- [TRECHO DE ORIGEM]:
Acredite se quiser, isso não é um Big Mac!

As soluções

Uma vez que você sabe que alhos não são bugalhos, é preciso pensar em como equacionar o problema. Uma maneira de reduzir o custo, é reduzir o ESCOPO DO PROJETO.

“Ah, mas eu quero o navio Perola Negra do Piratas do caribe com um metro de comprimento, com todo o encordoamento, todo de madeira, com luz led, canhões, acabamento, e tudo mais… E só posso pagar R$ 800!”

Reduzir o escopo do projeto nesse caso, é ter o navio com a metade do tamanho, todo em plástico, sem encordoamento, sem luz de led, e numa base simples.

Mas existem outras maneiras de baixar o custo. Uma dessas maneiras, que é a minha preferida, é tornar seu item exclusivo num item não-exclusivo. Vamos a um exemplo prático:

Uma coisa é fazer um cubo do Hellraiser. Vamos dizer que esse cubo custe 600 reais para produzir. É caro. Mas suponha que você consiga convencer seis amigos seus que seria show ter um desses cada. Eles acham a ideia boa e então, o custo de fazer 6 configurações do lamento (esse é o nome da caixa) não será 600 X 6 mas muito menos, porque aqui já estamos diluindo o custo na tiragem. Dilui pouco, porque é pouca gente, mas o que antes era 600 agora está por 450 reais na unidade. É um sistema que funciona bem para ALGUMAS PEÇAS.

Imagina que maluquice pegar SEIS navios Pérola negra de um metro pra fazer? É um ANO de trabalho. Daí não compensa pra mim, porque nesse tempo agarrado num projeto só eu poderia criar dezenas, talvez até centenas de itens e ganho muito mais. Então essa redução/ recomposição de pequena tiragem não funciona para tudo, porque eu recebo pedidos muito exclusivos MESMO.

- [LISTAGEM EXTRAÍDA]:
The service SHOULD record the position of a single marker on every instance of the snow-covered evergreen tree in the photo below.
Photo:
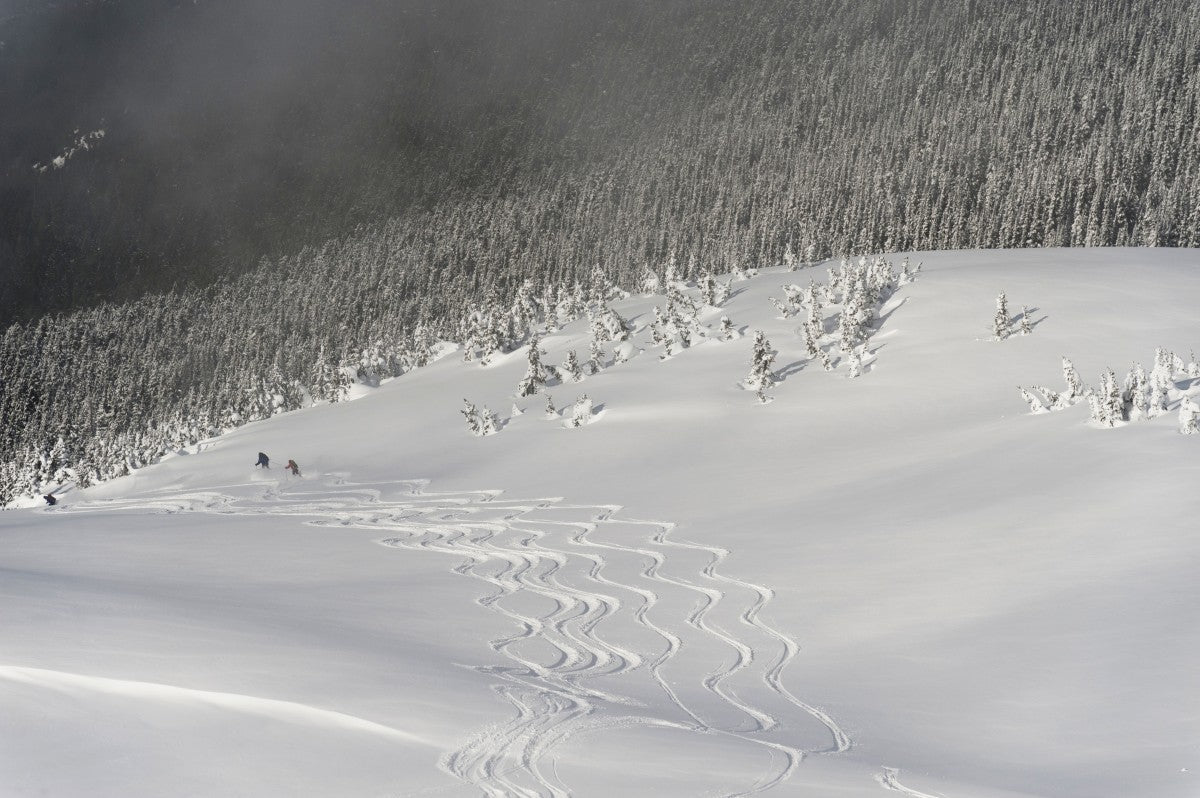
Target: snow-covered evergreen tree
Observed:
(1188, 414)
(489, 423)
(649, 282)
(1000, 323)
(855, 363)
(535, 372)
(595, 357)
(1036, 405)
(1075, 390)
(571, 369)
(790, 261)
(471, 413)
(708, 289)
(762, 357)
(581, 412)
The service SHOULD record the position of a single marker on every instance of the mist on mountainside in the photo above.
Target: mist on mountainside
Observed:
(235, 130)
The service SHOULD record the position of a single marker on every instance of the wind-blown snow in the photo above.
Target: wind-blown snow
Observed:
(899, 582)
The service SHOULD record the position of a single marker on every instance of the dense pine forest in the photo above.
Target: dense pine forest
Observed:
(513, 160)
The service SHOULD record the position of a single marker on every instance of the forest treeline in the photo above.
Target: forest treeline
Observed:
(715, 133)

* * *

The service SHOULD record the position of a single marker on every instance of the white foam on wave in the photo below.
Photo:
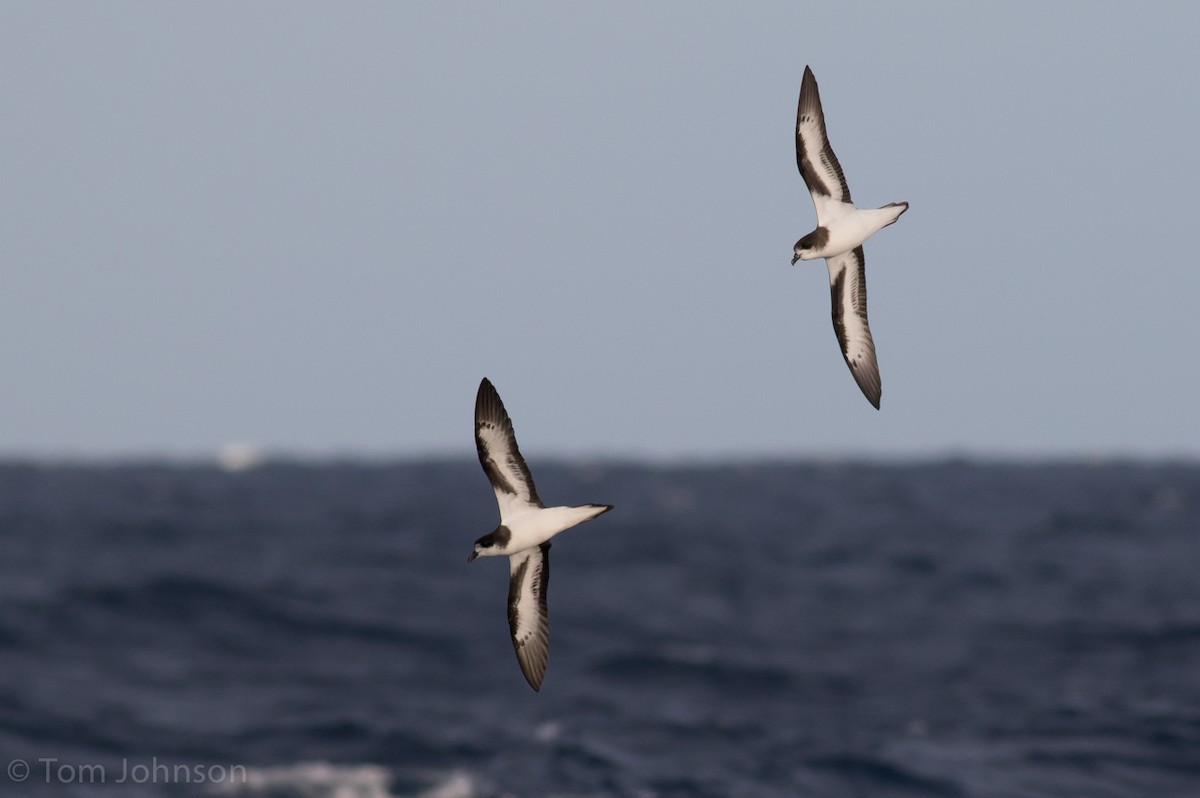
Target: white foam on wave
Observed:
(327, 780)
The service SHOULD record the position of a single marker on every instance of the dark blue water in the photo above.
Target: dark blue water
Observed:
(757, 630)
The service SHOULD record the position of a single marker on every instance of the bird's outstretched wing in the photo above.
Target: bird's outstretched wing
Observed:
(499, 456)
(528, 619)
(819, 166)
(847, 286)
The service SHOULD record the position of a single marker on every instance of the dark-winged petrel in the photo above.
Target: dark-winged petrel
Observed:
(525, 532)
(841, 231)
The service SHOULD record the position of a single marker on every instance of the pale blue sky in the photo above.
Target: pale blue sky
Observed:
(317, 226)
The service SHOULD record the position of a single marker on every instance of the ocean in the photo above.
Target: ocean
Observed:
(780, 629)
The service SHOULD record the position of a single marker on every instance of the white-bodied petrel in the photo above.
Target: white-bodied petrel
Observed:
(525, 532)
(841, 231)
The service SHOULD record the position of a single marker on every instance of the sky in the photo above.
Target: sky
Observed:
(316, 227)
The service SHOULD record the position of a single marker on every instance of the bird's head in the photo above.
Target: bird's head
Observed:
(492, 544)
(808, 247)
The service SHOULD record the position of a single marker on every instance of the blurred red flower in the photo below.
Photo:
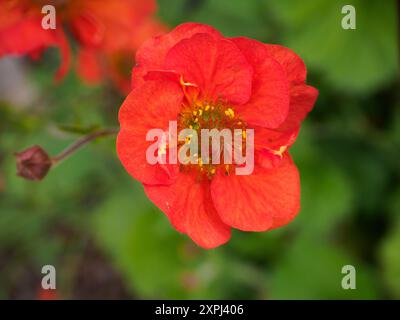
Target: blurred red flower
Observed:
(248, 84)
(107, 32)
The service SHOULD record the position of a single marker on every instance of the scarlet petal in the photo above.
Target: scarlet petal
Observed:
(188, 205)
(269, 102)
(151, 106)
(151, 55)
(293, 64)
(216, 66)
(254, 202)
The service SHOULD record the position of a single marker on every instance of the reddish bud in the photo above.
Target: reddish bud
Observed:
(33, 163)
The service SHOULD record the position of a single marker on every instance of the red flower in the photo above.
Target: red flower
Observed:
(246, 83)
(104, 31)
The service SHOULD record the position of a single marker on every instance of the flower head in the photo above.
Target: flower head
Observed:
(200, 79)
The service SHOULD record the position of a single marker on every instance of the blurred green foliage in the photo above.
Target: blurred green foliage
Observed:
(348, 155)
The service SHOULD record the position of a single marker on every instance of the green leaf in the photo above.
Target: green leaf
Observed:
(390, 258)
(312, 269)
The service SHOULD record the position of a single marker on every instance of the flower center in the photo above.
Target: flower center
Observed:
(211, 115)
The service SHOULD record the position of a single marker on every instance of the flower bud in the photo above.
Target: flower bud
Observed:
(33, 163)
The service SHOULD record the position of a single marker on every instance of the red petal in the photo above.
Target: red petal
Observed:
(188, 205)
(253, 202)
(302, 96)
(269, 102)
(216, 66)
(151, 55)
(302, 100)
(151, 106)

---

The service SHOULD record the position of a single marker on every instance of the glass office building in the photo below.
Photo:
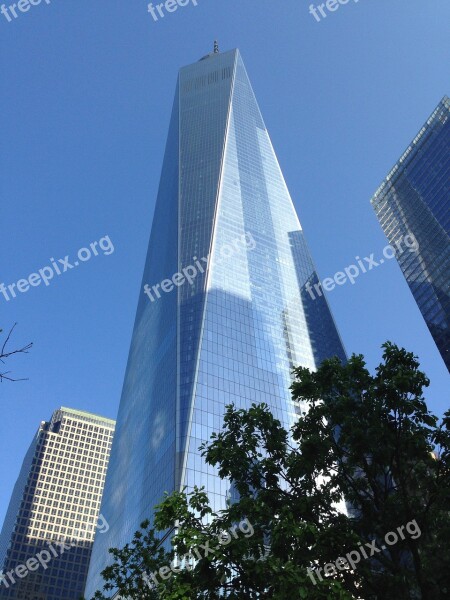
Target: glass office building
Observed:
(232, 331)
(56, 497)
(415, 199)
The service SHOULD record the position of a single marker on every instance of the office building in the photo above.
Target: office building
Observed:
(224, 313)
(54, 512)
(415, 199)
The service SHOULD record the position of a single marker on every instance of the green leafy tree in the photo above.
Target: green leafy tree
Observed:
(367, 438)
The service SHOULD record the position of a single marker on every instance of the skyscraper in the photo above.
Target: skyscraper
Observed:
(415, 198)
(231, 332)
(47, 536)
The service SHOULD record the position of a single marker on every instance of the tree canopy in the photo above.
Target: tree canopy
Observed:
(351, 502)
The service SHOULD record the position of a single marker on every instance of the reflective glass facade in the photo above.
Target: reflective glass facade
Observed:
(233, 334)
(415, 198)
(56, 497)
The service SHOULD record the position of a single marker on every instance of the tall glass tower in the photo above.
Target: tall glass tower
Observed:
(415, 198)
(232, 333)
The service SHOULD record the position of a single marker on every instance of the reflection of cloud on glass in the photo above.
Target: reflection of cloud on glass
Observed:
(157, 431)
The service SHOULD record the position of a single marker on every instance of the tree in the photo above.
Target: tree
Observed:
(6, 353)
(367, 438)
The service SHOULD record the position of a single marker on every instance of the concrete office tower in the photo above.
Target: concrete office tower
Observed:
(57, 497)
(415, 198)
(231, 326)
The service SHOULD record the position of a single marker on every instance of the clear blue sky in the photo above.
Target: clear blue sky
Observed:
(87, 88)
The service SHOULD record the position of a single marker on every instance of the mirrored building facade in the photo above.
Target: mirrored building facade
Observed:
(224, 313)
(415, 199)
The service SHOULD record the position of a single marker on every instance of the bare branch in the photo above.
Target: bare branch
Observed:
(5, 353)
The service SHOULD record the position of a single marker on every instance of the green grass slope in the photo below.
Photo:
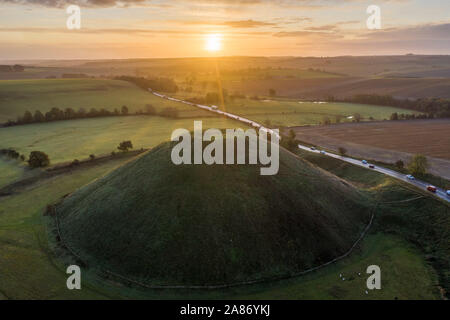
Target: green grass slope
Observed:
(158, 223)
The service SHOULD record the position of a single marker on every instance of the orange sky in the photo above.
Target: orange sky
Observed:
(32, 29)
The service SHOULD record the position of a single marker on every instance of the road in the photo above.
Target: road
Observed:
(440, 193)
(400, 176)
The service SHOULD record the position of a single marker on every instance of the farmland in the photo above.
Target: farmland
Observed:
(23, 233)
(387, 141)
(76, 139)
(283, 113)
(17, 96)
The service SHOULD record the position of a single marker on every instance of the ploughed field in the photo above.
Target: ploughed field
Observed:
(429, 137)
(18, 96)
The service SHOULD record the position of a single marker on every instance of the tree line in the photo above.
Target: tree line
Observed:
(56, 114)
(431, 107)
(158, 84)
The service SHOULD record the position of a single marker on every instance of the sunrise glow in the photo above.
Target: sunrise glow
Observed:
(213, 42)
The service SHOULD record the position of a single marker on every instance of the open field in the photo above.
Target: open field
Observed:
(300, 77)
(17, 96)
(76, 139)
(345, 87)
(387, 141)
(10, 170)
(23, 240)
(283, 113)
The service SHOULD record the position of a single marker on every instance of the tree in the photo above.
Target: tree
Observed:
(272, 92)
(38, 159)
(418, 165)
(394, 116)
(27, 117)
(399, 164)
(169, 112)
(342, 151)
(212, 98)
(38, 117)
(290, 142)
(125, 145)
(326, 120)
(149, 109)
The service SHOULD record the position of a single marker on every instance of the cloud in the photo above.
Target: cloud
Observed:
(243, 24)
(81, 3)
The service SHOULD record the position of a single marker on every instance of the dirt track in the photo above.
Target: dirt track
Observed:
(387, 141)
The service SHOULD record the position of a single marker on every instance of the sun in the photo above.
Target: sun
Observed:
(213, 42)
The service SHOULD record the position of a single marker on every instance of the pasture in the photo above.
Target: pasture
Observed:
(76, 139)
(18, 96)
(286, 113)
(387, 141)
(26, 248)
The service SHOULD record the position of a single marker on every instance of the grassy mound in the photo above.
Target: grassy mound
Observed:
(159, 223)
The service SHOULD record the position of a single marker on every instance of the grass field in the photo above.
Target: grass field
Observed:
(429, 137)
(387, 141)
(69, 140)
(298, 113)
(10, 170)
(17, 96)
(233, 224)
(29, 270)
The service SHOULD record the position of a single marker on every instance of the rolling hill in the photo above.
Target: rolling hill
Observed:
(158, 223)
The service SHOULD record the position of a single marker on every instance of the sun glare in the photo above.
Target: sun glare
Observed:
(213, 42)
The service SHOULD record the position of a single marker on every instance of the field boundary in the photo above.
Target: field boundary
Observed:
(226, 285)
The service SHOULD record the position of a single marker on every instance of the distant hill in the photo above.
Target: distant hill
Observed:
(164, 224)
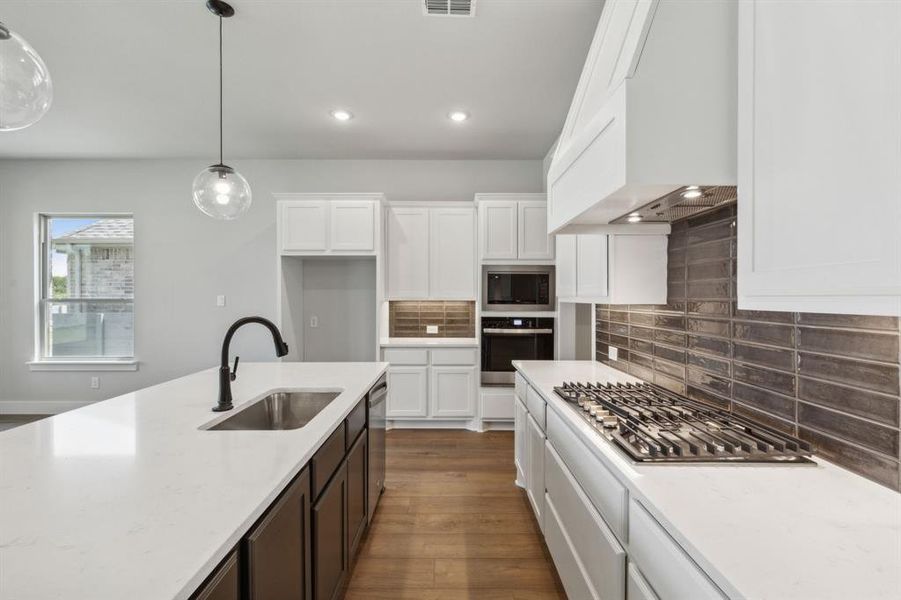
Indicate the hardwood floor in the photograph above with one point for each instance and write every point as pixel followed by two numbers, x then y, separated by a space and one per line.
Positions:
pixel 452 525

- [ENUNCIADO DA TAREFA]:
Dê continuidade ao texto sobre formas de baixar o custo de peças exclusivas feitas sob encomenda, começando logo após a última frase mostrada.

- [RESULTADO DA TAREFA]:
Como algumas pessoas sabem, até no VATICANO eu tenho um cliente argentino. Eu tenho cliente de todo tipo e em muitos trabalhos eu tenho contrato de sigilo e nem posso falar sobre elas, então nesse caso não tem muito pra onde correr, senão, a redução do escopo do projeto e revisão do trabalho total para que se possa encaixar na janela de custo de desenvolvimento.

A maioria do meu trabalho toma um tempo danado, eu fico igual um maluco até conseguir fazer as coisas, muitos itens envolvem desenvolvimento de ferramentas exclusivas para a criação deles, maquinário importado, compra de material caro, e eu ainda não sei fazer milagres.

É por isso que eu digo, PENSE BEM, reflita com cuidado se você realmente quer o item que vai me encomendar. E uma vez que encomendou, tenha certeza que ficará satisfeito, porque moverei céus e terras para te atender e viabilizar seus sonhos, mas não se iluda que vou cobrar um Big Mac por lagosta.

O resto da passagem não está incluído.